# TO DO
Lines from the beginning of the data through the line containing "pin the patch of land, one dot per instance" are to be copied exactly, with no other line included.

LISTED ENTRIES START

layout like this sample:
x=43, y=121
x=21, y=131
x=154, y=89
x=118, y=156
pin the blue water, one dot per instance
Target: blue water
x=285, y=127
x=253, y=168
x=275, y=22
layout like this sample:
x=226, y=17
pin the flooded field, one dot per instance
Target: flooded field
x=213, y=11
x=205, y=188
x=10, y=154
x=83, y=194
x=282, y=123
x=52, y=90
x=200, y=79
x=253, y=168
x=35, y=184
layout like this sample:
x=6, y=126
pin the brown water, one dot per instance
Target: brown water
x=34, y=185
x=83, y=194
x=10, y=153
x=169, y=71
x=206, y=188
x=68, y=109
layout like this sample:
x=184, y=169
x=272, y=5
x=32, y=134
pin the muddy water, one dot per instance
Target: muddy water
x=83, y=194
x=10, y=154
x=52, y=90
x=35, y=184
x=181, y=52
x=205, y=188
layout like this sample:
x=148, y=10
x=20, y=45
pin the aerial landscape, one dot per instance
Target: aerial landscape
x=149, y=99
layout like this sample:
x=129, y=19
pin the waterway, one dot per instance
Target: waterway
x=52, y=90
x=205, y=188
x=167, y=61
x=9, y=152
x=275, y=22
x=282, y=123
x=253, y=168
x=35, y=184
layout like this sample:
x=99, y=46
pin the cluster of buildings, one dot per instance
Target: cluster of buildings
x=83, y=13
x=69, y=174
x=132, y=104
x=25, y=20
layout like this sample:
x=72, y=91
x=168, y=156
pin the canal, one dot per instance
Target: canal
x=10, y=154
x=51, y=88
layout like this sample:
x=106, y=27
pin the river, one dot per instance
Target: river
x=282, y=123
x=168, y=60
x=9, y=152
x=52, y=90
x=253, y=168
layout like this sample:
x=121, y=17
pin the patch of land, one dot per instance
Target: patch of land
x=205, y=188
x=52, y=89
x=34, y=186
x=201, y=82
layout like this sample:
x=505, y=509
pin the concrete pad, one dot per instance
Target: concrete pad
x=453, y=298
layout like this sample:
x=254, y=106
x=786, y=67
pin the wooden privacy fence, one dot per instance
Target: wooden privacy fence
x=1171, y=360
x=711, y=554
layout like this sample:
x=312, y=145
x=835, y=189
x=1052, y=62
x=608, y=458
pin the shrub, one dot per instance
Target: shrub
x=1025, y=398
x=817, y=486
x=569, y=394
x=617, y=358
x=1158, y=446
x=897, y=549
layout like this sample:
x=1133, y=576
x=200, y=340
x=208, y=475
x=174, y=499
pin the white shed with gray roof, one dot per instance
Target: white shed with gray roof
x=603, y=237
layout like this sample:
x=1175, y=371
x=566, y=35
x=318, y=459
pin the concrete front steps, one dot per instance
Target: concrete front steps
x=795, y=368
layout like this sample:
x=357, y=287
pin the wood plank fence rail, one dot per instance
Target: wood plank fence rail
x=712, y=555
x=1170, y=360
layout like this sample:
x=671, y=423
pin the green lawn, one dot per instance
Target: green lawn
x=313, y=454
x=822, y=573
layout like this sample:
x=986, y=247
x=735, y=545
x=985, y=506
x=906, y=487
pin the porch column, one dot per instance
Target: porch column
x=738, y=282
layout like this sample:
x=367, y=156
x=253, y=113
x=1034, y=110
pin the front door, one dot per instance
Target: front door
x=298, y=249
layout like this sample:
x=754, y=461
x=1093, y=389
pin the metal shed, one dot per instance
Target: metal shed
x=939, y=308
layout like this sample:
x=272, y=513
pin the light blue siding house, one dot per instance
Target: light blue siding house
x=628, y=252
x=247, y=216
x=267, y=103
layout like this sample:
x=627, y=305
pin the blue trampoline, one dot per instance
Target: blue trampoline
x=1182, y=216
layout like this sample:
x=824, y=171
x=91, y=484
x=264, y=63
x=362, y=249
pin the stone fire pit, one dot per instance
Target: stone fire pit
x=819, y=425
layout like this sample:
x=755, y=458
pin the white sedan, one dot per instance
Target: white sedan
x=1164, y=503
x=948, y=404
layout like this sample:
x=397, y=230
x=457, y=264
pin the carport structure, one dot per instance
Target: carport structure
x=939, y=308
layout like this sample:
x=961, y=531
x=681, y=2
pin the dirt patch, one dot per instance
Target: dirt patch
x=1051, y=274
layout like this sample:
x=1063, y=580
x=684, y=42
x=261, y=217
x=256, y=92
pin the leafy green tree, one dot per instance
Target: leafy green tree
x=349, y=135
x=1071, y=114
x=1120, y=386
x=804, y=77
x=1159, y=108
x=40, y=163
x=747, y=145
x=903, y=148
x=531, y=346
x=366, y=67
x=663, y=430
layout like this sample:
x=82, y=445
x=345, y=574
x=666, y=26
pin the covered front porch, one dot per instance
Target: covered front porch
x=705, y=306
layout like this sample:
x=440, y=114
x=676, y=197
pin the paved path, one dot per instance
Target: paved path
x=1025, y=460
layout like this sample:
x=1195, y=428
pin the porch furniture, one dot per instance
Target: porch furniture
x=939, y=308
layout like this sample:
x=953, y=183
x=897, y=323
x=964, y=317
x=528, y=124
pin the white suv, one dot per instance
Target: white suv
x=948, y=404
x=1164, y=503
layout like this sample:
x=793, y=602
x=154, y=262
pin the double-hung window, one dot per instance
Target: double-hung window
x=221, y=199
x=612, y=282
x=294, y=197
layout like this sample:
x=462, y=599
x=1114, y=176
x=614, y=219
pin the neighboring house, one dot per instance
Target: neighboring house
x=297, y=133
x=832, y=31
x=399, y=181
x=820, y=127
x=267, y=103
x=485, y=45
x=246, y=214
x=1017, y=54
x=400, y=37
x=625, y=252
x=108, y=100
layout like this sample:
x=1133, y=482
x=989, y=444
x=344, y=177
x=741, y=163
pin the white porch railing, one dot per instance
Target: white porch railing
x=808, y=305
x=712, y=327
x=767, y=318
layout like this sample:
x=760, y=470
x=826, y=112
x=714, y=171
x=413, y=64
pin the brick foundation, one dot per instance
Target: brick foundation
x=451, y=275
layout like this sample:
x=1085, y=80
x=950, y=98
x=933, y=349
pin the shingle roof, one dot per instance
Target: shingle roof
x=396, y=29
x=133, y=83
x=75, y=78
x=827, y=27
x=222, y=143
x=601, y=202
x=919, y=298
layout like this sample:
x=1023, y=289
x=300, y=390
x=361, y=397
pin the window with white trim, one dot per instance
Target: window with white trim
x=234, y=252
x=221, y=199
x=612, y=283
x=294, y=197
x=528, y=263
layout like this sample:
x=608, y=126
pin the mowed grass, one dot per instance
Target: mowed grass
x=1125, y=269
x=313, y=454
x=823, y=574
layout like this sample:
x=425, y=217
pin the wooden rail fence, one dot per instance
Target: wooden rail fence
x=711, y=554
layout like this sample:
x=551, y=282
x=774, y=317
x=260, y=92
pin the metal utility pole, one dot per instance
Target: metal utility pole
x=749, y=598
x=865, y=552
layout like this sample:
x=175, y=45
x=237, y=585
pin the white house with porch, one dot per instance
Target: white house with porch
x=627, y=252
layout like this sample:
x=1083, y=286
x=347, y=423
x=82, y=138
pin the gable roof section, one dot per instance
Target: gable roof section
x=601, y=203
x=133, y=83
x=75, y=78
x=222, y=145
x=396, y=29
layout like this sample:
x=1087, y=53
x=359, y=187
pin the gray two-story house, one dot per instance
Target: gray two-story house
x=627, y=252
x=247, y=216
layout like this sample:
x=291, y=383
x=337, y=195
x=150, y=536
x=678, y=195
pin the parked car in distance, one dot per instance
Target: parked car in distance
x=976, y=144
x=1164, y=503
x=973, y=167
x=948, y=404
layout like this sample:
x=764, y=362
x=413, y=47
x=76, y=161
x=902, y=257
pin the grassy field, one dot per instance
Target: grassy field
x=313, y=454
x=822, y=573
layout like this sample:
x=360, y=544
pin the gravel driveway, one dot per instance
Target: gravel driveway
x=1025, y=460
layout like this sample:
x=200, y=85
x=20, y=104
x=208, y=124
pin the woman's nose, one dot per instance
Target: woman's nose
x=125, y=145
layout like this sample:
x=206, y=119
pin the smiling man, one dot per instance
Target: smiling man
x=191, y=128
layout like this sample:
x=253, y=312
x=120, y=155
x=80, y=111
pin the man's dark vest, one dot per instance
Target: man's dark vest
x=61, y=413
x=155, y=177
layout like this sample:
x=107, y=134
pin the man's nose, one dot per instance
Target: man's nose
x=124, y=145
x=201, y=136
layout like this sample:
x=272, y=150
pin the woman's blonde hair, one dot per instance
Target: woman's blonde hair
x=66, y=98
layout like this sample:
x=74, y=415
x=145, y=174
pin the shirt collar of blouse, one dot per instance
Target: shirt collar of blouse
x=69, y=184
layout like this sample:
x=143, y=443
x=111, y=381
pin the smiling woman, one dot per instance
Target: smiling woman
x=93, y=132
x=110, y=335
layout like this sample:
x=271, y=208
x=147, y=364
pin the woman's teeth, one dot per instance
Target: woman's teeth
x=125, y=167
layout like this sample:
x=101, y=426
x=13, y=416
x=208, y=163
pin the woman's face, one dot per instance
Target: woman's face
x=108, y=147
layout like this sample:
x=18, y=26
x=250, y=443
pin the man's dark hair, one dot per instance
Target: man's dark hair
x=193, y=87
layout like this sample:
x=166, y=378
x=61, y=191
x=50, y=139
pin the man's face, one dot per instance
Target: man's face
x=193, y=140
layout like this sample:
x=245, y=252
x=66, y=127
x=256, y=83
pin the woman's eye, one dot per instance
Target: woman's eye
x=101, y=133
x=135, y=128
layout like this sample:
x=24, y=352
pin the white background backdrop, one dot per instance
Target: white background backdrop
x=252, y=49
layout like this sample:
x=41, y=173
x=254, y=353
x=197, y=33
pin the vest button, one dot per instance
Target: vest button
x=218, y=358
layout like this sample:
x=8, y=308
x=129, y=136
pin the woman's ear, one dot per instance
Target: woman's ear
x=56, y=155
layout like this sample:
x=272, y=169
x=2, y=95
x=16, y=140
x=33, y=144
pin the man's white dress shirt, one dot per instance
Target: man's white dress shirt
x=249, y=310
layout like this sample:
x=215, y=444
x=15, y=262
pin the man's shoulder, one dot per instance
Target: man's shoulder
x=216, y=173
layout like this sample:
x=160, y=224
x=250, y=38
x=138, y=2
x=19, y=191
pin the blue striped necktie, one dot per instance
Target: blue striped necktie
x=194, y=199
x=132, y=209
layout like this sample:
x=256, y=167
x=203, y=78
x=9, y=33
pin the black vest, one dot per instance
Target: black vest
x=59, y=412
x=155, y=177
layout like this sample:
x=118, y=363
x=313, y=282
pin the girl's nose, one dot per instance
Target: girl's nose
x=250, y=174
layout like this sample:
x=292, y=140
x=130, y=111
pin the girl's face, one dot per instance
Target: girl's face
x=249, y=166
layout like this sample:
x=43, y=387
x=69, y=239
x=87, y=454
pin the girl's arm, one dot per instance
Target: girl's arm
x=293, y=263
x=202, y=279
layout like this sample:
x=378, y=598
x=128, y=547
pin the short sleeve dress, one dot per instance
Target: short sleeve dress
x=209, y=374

LISTED ENTRIES END

# SOLUTION TO THE PROBLEM
layout like this sample:
x=43, y=121
x=21, y=131
x=154, y=89
x=118, y=156
pin the blue water, one dot per instance
Target: blue water
x=285, y=127
x=253, y=168
x=275, y=22
layout like this sample:
x=226, y=17
pin the flooded field, one dot per instance
Target: flooded field
x=213, y=11
x=205, y=188
x=10, y=154
x=83, y=194
x=282, y=123
x=52, y=90
x=200, y=79
x=253, y=168
x=35, y=184
layout like this sample:
x=6, y=126
pin the brown water, one dot per instance
Target: brown water
x=34, y=185
x=83, y=194
x=10, y=153
x=169, y=71
x=206, y=188
x=68, y=109
layout like this sample:
x=184, y=169
x=272, y=5
x=32, y=134
pin the muddy water, one dot per instance
Target: muddy water
x=83, y=194
x=10, y=154
x=52, y=90
x=35, y=184
x=181, y=52
x=205, y=188
layout like this sample:
x=148, y=10
x=20, y=45
pin the aerial landscape, one dot per instance
Target: aerial landscape
x=149, y=99
layout like this sample:
x=129, y=19
pin the waterway, one dot per instance
Target: waterway
x=52, y=90
x=205, y=188
x=167, y=61
x=9, y=152
x=275, y=22
x=282, y=123
x=253, y=168
x=35, y=184
layout like this sample:
x=99, y=46
pin the cluster of buildings, one dot per instance
Target: cluster of buildings
x=83, y=13
x=69, y=174
x=132, y=104
x=25, y=20
layout like this sample:
x=72, y=91
x=168, y=156
pin the canal, one dot per instance
Target: canal
x=10, y=154
x=51, y=88
layout like this sample:
x=106, y=27
pin the river, one dot per instance
Target: river
x=282, y=123
x=168, y=60
x=9, y=152
x=52, y=90
x=253, y=168
layout like this sample:
x=121, y=17
pin the patch of land, one dot per instance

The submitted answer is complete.